**Article:**

This Bill is very different from what it was when it was introduced. Since its introduction in the House of Commons no fewer than six new clauses have been put into Part I, which now consists of 24 Clauses. Six clauses, or one-fourth of the whole, are new, and they were all of them, I think, put in on the Report stage. In Part II, which only consists now of fourteen clauses, no fewer than six whole clauses and three-fourths of another clause are new. In other words, in the agricultural holdings part, leaving out the Schedule, half of it consists of new clauses. I think that as there have been such very large alterations in another place the Government cannot complain at all if we move a considerable number of Amendments, and I hope they will give them favourable consideration and really consider them on their merits. I might also put before your Lordships that, as regards these new clauses and Amendments, the Under-Secretary of State for Scotland in another place, during the Committee stage, which lasted no less than fourteen days, resisted nearly all these Amendments. These new clauses were almost entirely put in on the Report stage, and after a comparatively short discussion on two Friday afternoons, on one of which there was other business. It was, therefore, done after little more than one afternoon's debate. I think that shows that we have considerable claims to have our Amendments considered, and I hope accepted, because, these new clauses having been put in in that way, showing that the form of the Bill was not fixed in the mind of the Government when they introduced it, it is only reasonable to think that sonic of these changes require to be modified.

**Stated exercise:** Please carry on the parliamentary speech about the Bill's new clauses from the point where it stops.

(Stored data)
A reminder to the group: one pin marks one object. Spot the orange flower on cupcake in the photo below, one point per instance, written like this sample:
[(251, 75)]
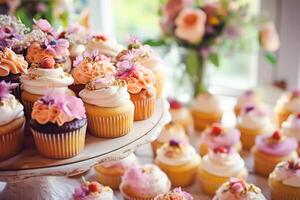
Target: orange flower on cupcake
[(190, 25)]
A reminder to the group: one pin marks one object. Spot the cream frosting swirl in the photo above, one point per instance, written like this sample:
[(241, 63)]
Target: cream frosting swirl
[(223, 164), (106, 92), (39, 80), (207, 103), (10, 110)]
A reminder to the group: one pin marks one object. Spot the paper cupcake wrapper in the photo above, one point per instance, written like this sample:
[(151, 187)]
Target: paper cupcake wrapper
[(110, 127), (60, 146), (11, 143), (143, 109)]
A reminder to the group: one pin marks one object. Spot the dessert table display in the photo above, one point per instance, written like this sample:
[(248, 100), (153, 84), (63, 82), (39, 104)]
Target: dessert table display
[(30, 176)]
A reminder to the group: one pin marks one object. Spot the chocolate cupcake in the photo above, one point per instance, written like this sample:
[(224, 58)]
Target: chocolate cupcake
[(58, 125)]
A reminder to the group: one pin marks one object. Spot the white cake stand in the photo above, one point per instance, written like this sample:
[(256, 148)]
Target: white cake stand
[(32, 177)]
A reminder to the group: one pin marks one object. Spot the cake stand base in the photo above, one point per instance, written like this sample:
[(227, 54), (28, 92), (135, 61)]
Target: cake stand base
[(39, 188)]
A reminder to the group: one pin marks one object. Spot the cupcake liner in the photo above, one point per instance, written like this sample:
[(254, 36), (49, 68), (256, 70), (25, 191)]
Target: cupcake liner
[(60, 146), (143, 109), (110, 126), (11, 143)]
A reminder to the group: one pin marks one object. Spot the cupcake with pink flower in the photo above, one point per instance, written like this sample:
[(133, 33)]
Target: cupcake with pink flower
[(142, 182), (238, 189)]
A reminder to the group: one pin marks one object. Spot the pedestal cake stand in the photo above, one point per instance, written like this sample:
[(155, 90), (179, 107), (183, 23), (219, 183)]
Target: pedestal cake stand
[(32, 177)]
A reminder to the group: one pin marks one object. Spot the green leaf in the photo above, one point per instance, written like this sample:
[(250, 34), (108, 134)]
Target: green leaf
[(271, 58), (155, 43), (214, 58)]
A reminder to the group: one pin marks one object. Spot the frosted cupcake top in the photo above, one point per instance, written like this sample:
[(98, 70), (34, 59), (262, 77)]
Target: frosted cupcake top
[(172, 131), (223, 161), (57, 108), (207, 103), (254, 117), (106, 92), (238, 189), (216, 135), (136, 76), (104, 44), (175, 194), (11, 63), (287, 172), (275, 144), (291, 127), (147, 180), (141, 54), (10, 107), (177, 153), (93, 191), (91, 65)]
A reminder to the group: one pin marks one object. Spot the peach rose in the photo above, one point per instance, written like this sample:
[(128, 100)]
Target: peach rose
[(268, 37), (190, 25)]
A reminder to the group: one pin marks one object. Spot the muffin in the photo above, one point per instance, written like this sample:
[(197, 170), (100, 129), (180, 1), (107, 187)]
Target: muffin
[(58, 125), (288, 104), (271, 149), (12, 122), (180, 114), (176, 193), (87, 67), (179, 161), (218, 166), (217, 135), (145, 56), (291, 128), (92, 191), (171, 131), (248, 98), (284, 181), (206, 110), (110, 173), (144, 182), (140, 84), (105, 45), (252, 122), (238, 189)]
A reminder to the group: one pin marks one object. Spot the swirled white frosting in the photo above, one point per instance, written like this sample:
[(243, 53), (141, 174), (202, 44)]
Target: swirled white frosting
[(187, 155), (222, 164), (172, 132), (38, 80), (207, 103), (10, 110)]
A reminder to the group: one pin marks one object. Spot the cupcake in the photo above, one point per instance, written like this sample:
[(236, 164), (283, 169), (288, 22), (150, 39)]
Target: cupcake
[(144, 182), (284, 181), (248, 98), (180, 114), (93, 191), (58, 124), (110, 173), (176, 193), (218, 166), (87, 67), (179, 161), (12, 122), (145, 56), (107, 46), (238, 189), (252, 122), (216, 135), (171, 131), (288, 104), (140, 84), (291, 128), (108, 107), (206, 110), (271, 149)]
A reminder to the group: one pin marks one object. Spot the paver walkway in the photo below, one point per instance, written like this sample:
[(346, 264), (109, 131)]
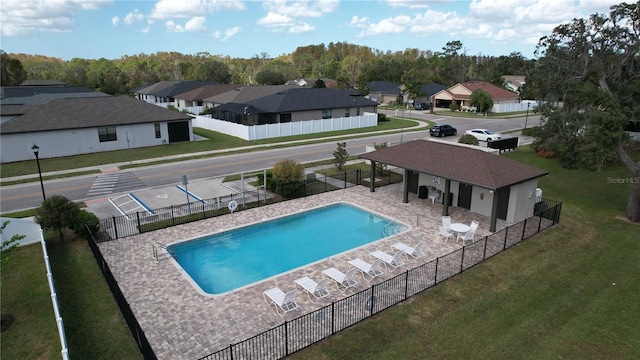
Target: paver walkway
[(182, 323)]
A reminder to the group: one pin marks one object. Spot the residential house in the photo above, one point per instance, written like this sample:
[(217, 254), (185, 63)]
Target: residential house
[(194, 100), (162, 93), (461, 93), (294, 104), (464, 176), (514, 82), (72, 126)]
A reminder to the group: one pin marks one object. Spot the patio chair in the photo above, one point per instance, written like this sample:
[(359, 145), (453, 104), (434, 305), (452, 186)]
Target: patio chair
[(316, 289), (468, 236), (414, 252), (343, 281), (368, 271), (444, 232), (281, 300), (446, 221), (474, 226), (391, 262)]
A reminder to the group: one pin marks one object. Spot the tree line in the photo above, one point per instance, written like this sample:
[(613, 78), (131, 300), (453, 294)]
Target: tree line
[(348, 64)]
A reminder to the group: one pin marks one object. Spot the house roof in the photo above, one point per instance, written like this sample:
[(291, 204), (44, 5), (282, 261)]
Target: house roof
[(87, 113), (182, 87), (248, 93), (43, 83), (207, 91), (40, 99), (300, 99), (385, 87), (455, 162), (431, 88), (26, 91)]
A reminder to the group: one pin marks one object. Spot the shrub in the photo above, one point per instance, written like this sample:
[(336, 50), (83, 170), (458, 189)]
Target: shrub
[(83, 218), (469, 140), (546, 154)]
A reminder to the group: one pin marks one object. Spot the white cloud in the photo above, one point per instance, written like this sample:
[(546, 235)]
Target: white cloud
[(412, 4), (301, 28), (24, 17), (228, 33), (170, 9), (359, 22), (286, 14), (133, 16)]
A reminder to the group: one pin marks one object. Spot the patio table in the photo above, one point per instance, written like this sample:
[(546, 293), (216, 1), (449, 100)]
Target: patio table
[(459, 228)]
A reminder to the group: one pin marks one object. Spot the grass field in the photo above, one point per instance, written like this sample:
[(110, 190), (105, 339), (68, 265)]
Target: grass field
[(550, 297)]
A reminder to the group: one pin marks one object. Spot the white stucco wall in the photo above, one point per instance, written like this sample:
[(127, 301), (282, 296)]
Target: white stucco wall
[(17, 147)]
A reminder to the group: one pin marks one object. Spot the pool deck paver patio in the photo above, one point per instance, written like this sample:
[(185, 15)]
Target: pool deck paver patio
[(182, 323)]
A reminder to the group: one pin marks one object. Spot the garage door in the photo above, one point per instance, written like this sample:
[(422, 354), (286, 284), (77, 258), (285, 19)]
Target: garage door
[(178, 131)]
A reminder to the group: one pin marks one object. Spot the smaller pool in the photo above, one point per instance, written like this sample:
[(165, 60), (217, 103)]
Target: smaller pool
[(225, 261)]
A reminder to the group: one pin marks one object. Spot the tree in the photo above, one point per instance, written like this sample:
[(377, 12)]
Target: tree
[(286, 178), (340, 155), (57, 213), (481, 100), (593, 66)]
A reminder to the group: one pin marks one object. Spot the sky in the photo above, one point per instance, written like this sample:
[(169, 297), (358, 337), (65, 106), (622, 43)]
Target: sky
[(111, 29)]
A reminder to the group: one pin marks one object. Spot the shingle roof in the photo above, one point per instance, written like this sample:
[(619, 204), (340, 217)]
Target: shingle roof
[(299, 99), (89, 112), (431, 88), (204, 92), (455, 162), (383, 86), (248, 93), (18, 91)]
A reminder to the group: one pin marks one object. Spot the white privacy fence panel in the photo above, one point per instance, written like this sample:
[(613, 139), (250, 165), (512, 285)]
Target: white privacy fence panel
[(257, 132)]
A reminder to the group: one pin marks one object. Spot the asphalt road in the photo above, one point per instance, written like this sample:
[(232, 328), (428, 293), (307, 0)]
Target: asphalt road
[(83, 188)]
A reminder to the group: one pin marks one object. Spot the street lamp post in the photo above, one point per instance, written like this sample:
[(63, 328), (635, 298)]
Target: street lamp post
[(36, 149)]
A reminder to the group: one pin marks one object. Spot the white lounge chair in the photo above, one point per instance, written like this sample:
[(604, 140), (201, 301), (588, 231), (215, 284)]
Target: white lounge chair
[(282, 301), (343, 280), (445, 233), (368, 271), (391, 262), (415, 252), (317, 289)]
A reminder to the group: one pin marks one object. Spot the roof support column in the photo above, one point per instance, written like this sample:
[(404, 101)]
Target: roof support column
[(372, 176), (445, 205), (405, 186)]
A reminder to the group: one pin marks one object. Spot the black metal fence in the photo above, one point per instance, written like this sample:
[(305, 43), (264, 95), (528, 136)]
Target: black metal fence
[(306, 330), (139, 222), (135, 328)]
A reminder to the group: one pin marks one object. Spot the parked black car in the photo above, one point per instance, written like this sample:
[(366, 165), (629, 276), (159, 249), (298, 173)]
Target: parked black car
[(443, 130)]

**Output of the task:**
On Part I of the Bill I would only like to say one word, and that is on the clause enabling any statutory small tenant to become a landholder. In the South, in my part of the country, there are, of course, a considerable number of statutory small tenants. At present these are all equipped by the landowner and in most cases, I believe, satisfactorily equipped, and if they are turned into landholders the landowner would, of course, not spend any more money on them. Another matter is that the equipment of these holdings is provided by the landowner. As soon as he was turned into a small landholder there would be no interest in him to keep them up, and therefore probably he would let them go down. It would be a serious matter indeed not only for the landholder but for any man who succeeds in the tenancy of the holding. Therefore, I cannot see that there is any advantage in this proposal, and I believe there is no demand for it at all. The Land Commission said: We are of opinion that the experiment initiated by the Act of 1911 to extend crofting tenure to the Lowlands has not been a success. The Government, I am glad to see, in other clauses of the Bill have taken advice to a considerable extent from the Land Commission, and as they were not particularly keen on this clause in the House of Commons I hope that in this House they will accept an Amendment to exclude it.

Now I come to the agricultural part, and although in all these Bills compensation of the sitting tenant is always considered, as far as I can see three people are not considered. The first is the landowner, the second is any future tenant, and the third, and very important, is the farm servant. I have on my own estate many men who have risen from the position of ploughman or shepherd, or who are the sons of such, and from many of these causes, such for instance as this very large compensation in the last Agricultural Bill, it is almost impossible at the present time for any landowner to get rid of a man who is farming his land badly and allowing the land to get dirtier and worse, month by month and almost day by day. The people who resent this more than anybody else are the farm servants, whose grievance it is that a great many farmers are not putting enough into their land and their labour is wasted. In both this Bill and the Agricultural Land (Utilisation) Bill the existence of these farm servants seems to be almost ignored.

There is another thing too. When, some years ago, they had an agricultural conference in Edinburgh, which was attended by landowners, tenant farmers, farm servants, and small holders, the one thing they were very strong against was having any increase of security of tenure because, they said, they saw by their own experience that it simply led in many cases to bad farming and lazy farming. I remember one man, a farm servant who was a very strong Liberal, who related the case of a farmer who had deteriorated his land by some pounds per acre, and yet in the end he got money for so-called unexhausted improvements. You must consider the farm servants in all these matters; their interests and those of indifferent farmers are absolutely opposite.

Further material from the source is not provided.